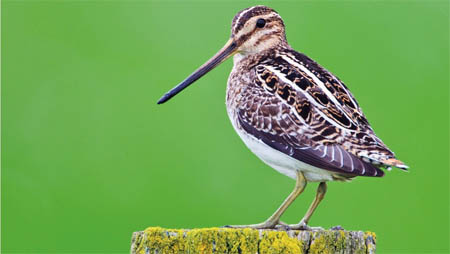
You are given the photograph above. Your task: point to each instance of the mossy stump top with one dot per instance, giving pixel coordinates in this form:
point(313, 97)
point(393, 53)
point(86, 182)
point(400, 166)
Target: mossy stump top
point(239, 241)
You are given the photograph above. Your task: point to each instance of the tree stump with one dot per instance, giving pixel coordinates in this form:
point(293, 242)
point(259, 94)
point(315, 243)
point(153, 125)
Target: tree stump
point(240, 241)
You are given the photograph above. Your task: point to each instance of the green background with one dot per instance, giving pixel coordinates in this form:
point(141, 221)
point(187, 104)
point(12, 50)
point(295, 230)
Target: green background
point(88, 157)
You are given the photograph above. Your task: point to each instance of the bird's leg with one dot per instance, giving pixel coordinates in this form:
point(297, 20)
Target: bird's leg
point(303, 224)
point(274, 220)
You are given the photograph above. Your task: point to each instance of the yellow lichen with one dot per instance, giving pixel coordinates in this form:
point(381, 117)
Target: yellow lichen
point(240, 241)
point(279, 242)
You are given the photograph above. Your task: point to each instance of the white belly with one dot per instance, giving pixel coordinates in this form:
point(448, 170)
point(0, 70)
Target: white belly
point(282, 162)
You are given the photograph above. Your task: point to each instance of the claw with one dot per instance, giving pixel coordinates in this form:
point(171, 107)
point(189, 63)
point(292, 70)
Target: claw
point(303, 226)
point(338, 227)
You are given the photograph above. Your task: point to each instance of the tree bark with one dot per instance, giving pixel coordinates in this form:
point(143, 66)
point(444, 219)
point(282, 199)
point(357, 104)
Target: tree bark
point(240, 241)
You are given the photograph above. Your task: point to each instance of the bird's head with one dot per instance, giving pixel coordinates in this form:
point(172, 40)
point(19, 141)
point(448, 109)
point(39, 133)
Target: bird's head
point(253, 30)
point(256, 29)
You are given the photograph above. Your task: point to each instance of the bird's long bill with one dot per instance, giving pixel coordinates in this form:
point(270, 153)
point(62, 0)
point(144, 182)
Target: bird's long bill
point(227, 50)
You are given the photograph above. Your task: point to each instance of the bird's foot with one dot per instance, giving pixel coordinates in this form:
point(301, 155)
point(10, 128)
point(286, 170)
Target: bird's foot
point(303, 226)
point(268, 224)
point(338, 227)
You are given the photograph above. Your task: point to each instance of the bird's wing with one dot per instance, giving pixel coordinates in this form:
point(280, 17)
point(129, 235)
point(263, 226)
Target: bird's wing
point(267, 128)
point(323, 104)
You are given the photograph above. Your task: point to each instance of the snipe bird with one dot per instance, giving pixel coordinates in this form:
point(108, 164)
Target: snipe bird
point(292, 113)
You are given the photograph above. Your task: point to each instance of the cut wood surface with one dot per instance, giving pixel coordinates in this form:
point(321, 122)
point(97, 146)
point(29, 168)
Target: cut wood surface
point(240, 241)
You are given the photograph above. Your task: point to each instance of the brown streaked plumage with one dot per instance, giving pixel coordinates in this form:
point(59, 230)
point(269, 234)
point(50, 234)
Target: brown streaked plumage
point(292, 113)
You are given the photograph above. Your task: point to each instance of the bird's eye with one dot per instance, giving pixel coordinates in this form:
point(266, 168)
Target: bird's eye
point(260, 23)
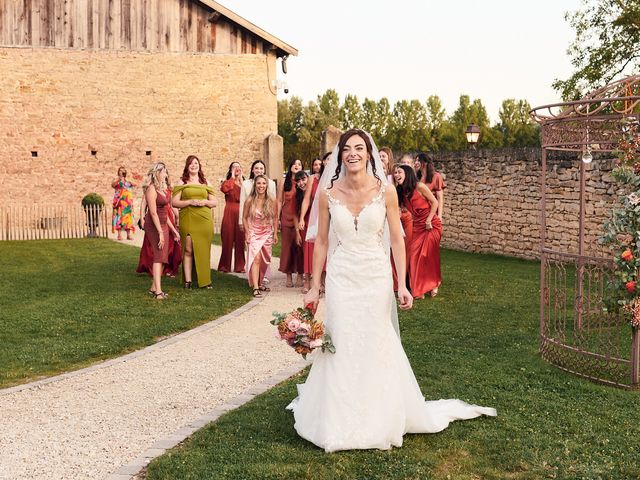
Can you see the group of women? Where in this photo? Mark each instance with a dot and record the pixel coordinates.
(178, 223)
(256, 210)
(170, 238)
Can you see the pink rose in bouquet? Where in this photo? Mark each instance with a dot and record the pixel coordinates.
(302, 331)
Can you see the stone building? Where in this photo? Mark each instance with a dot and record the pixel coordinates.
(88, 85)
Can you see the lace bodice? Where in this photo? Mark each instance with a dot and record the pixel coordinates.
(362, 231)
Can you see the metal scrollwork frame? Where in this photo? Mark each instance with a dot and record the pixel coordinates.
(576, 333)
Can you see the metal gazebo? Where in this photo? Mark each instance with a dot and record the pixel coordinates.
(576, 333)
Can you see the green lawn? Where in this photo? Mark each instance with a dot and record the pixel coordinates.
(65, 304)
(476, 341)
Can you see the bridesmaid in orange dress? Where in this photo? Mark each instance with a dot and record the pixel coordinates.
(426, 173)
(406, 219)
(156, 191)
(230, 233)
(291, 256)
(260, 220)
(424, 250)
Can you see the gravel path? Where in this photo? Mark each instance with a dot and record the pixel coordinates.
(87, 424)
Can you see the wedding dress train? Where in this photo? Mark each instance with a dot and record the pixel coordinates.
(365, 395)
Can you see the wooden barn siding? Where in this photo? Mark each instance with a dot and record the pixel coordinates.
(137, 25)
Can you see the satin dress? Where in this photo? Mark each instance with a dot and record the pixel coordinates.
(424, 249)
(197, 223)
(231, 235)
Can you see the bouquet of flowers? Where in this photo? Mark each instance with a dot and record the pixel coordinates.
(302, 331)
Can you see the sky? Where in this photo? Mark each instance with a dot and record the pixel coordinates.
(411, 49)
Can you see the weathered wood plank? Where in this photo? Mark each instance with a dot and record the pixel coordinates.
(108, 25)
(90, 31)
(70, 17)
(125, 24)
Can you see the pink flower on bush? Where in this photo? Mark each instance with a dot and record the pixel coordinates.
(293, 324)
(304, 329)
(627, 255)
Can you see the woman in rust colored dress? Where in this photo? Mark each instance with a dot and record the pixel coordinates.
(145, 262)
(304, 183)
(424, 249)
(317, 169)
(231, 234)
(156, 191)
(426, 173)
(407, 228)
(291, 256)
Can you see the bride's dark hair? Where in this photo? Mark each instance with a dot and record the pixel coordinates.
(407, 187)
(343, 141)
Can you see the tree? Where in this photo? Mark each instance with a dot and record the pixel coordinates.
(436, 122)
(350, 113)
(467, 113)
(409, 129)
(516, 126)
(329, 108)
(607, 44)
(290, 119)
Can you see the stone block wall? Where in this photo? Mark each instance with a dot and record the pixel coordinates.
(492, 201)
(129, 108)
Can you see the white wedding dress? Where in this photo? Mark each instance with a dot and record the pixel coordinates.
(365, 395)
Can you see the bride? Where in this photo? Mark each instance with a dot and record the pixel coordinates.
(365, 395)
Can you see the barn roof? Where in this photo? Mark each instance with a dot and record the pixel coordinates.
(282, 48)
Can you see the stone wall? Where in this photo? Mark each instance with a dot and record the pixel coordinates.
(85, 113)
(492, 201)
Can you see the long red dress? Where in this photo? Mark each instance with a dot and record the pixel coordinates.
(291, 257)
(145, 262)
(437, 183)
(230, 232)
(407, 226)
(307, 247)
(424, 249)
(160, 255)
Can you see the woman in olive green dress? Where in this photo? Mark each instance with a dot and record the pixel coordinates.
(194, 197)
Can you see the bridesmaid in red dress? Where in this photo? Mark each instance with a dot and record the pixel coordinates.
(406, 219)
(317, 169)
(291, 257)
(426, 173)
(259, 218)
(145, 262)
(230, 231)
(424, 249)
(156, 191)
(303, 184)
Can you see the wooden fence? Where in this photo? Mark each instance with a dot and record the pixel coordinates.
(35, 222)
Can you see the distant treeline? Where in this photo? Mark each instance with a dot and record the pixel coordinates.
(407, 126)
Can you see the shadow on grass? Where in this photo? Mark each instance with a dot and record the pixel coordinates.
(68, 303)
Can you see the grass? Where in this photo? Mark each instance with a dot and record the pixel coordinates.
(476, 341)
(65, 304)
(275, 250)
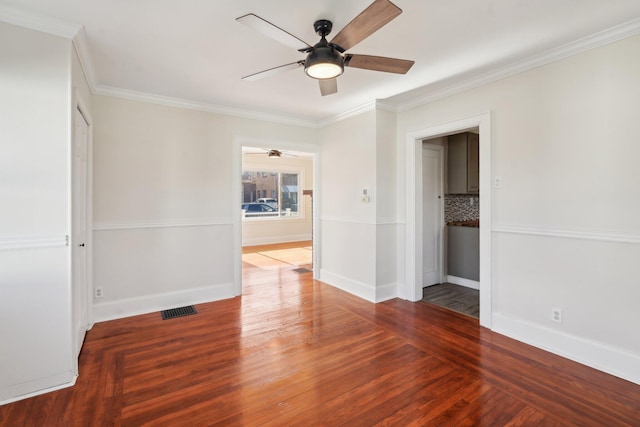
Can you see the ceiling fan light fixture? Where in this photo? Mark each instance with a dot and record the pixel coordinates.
::::::::::
Exercise description: Print the records above exactly as they stand, but leave out the pictures.

The completed task:
You are given the photograph above. Your task: point to each instance of the mossy stump top with one dot per instance, giving pixel coordinates in this form:
point(313, 97)
point(393, 53)
point(86, 182)
point(400, 166)
Target: mossy stump top
point(239, 241)
You are given the photograph above. Your task: point to each instance of the tree stump with one dot per instance, giving pixel coordinates in this form:
point(293, 242)
point(259, 94)
point(315, 243)
point(153, 125)
Target: tree stump
point(240, 241)
You are given the photograph above. Your task: point to each instance of the green background with one dot per instance, giving pixel coordinates in this form:
point(141, 221)
point(187, 104)
point(12, 50)
point(295, 230)
Target: green background
point(88, 157)
You are given the photograph above. Your task: point to each instance of the bird's leg with one dot per instance, giving pixel coordinates in this form:
point(297, 20)
Target: bird's leg
point(303, 224)
point(274, 220)
You are given the photograph above. Your task: point to each instance of the yellow lichen with one dot per instance, giving pixel coordinates in this form:
point(381, 117)
Target: yellow lichen
point(240, 241)
point(279, 242)
You are given the photograph above. Your task: point to each instance of the white belly with one dot per instance, giving pixel coordinates in this form:
point(448, 170)
point(0, 70)
Target: white belly
point(282, 162)
You are given the photograph above. Your task: point to each instance of the claw with one dot per instance, giving pixel coordinates in this form:
point(171, 107)
point(189, 63)
point(292, 70)
Target: claw
point(303, 226)
point(338, 227)
You are given the photograph above. Your task: point to each instance of the tree bark with one dot per instance, giving pixel coordinates in this form:
point(143, 66)
point(444, 219)
point(282, 199)
point(357, 104)
Target: tree bark
point(240, 241)
You are given the photograph above. Your task: point to each instance of the bird's head with one dot per instance, giving pixel coordinates in this form:
point(172, 40)
point(19, 141)
point(448, 109)
point(39, 133)
Target: bird's head
point(253, 30)
point(256, 29)
You are given the photograph above. Your task: point to each instance of the bird's long bill with one dot per instance, giving pixel coordinates in this form:
point(270, 153)
point(62, 0)
point(144, 182)
Target: bird's long bill
point(227, 50)
You are given the photograph above. Your task: point to each instance of the bird's foot with one dot per instance, giving pixel coordinates in this form:
point(301, 155)
point(10, 128)
point(286, 170)
Target: bird's foot
point(303, 226)
point(268, 224)
point(338, 227)
You are given the photograph above. Your task: point to each instance of the bird's wing with one dot per instance, giving pixel coordinates in this form:
point(280, 17)
point(129, 235)
point(263, 226)
Target: bird's wing
point(267, 128)
point(323, 104)
You are given the photograph above. Your task: point to each instance of the snipe bird with one dot per instance, giving pixel coordinates in this form:
point(108, 164)
Target: snipe bird
point(292, 113)
You are given the photograph above. Your task: point to each instance of the cut wood surface with one dot per instance, giving pixel coordinates in this form:
point(321, 122)
point(97, 146)
point(29, 168)
Target: cut wood surface
point(240, 241)
You are given the photograph above. Your task: point to each instance of the brown streaked plumage with one dot per instance, giving pixel coordinates in this form:
point(59, 230)
point(269, 234)
point(50, 234)
Target: brown streaked plumage
point(292, 113)
You are given the photograph above. Your task: point to each instance of the bird's eye with one dot per instance, giving pixel coordinates in this form:
point(266, 168)
Target: bird's eye
point(260, 23)
Can you see the group of women? Where in this photo? Mark each instance with a dot and record the pixel coordinates.
(178, 223)
(256, 210)
(170, 238)
Can you see the pink rose in bouquet? Where in this photo? Mark each instance with a dot and record the pixel coordinates.
(302, 331)
Can you see the stone building? Where in this photo? Mark each instance with a dot and record the pixel coordinates.
(88, 85)
Can you see the lace bodice? Where in this photo? Mark each instance with a dot and record the pixel coordinates.
(362, 231)
Can you see the metal scrollwork frame? Where in this photo? Mark each instance with a dot and record the pixel coordinates.
(576, 333)
Can you see the metal gazebo? Where in this photo? Mark each instance with a dot and record the pixel coordinates.
(576, 333)
Can you see the green lawn? Where in this photo? Mark each instance with a dot and record the pixel coordinates.
(65, 304)
(476, 341)
Can you see the bridesmaid in orange dress? Where in this photo? Mark each instance with a dot and record the pixel coordinates.
(426, 173)
(406, 219)
(156, 191)
(230, 233)
(291, 256)
(260, 220)
(424, 250)
Can you see the gravel path? Where in this photo? Mark each instance with a dot and record the pixel coordinates.
(87, 424)
Can you see the wedding dress train? Where in this photo? Mark each instance with a dot and record the pixel coordinates.
(365, 395)
Can you see the wooden barn siding? Where in this photo? Mark each instance with a dot and record the pixel coordinates.
(137, 25)
Can you see the satin dress? Where in this photo? Mark each instance with a dot and record the pixel coordinates.
(424, 249)
(197, 223)
(231, 235)
Can you see the bouquet of flowers? Where in this photo? Mark each instance with a dot and record the pixel coordinates.
(302, 331)
Can you see the sky? Where in this photo? Mark each instance with a dot and record the pixel coordinates.
(411, 49)
Can you see the weathered wood plank? Where in this photo? Mark each instance with a dot and record the pixel coordinates.
(108, 25)
(90, 31)
(70, 17)
(125, 24)
Can you see the pink flower on bush? Where in this photo? Mark each instance with a dot and record the pixel coordinates.
(293, 324)
(304, 329)
(627, 255)
Can you see the woman in rust colored dress? Where in this photo? Mark each instance with a dot and record the pixel coordinates.
(145, 262)
(304, 183)
(424, 249)
(317, 169)
(231, 234)
(156, 191)
(426, 173)
(407, 228)
(291, 256)
Can you see the bride's dark hair? Where in this photo? Mark each instance with a dot and record the pixel coordinates.
(407, 187)
(343, 141)
Can you see the tree? Where in this photo? Mark each instance with a dot and record the pixel coordinates.
(436, 122)
(350, 113)
(467, 113)
(409, 129)
(516, 126)
(329, 108)
(607, 44)
(290, 119)
Can you see the stone block wall? Where in this photo? Mark each instance with a dot and record the pixel coordinates.
(492, 201)
(129, 108)
Can you see the white wedding dress? Where in this photo? Mark each instance with a dot and record the pixel coordinates.
(365, 395)
Can you see the bride? Where in this photo? Mark each instance with a dot and record the pixel coordinates.
(365, 395)
Can you see the barn roof? Where in this photo? Mark each instance with a dot and record the pixel coordinates.
(282, 48)
Can you see the stone wall? Where in this photo? Mark each instance with a dot and record the pixel coordinates.
(85, 113)
(492, 201)
Can you see the long red dress? Where in this photo? Mark each instance with a dot and record the pixel coordinates.
(291, 257)
(145, 262)
(437, 183)
(230, 232)
(407, 226)
(307, 247)
(424, 249)
(160, 255)
Can you see the woman in olive green dress? Where in this photo? Mark each instance with a dot and record the pixel coordinates.
(194, 197)
Can you see the bridesmaid in red dress? Where in this photo? Mark each instance with a dot and record the pixel coordinates.
(406, 219)
(317, 169)
(291, 257)
(426, 173)
(259, 218)
(145, 262)
(230, 231)
(424, 249)
(156, 191)
(303, 184)
Can you see the wooden fence? Where in this photo? Mark each instance with a dot and record the pixel coordinates.
(35, 222)
Can you see the distant treeline? Where in this photo? Mark each instance with a dot and record the pixel coordinates.
(407, 126)
Can you see the shadow on grass? Where in this photo? Mark each instance with a dot and record the pixel coordinates.
(68, 303)
Can you see the grass? Where in this photo? Mark each instance with a dot and record the pixel coordinates.
(476, 341)
(65, 304)
(275, 250)
Can you see the ceiling fan light fixture? Where in this photo? Mark each instance with a dot and record the pixel coordinates.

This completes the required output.